[TASK TO CARRY OUT]
Copy the items below, replacing "instance" with "occurrence" wherever it occurs and leaving everything else unchanged.

== EXERCISE INPUT

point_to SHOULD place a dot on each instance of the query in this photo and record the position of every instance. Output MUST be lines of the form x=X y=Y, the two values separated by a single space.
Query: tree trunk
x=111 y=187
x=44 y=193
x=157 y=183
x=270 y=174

====

[EXERCISE RESPONSE]
point_to SHOULD place a dot on each occurrence of the query in this photo and record the position of every occurrence. Output MUST be lines of the form x=X y=Y, the two values separated by a single space.
Query: tree trunk
x=111 y=187
x=44 y=193
x=157 y=183
x=270 y=174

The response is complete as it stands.